▶ Work to complete
Shift every point coordinate in the answers up by 89 and give the data again, requests included, from the line containing "In this exercise you will spot the glasses lens" up to and including the line containing "<point>198,81</point>". Give only those lines.

▶ Excerpted data

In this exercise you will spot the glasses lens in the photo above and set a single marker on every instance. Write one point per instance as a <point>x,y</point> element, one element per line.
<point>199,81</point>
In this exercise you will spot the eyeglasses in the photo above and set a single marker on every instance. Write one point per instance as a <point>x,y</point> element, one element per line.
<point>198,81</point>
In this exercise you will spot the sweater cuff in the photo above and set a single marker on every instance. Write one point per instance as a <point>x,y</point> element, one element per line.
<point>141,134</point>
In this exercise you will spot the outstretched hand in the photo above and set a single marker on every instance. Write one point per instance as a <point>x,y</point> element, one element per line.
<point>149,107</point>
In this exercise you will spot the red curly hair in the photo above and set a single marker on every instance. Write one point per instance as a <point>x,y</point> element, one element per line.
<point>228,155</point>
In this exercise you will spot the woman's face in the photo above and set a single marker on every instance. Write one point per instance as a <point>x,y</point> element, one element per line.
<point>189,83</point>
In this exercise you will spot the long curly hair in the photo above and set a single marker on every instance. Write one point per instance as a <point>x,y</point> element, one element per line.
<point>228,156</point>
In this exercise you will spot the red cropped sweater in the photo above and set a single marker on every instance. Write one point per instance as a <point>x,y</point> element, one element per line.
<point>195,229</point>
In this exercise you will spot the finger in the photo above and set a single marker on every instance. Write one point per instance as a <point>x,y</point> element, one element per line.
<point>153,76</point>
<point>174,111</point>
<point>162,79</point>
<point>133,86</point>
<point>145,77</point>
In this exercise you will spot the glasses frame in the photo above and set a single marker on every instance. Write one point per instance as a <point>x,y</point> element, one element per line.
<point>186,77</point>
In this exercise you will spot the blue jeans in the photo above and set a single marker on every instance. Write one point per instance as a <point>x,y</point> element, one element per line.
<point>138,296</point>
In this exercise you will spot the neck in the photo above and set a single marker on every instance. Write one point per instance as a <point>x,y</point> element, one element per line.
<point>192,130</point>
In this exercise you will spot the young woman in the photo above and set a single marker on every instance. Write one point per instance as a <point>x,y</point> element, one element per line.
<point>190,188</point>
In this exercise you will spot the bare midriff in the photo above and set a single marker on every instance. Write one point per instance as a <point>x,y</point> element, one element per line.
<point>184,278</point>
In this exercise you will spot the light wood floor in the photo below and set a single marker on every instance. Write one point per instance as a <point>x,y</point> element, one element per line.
--
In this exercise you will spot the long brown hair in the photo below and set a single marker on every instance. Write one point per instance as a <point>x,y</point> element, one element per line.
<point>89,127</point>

▶ Response to this exercise
In this exercise you will spot the glasses lens in the photo above and set a single marker on every instance. Write one point per instance as a <point>x,y</point> element, one element per line.
<point>288,170</point>
In this exercise you will spot the eyeglasses in the photo above and set a single marker on every instance. Write one point per instance as a <point>x,y</point> element, one element per line.
<point>287,170</point>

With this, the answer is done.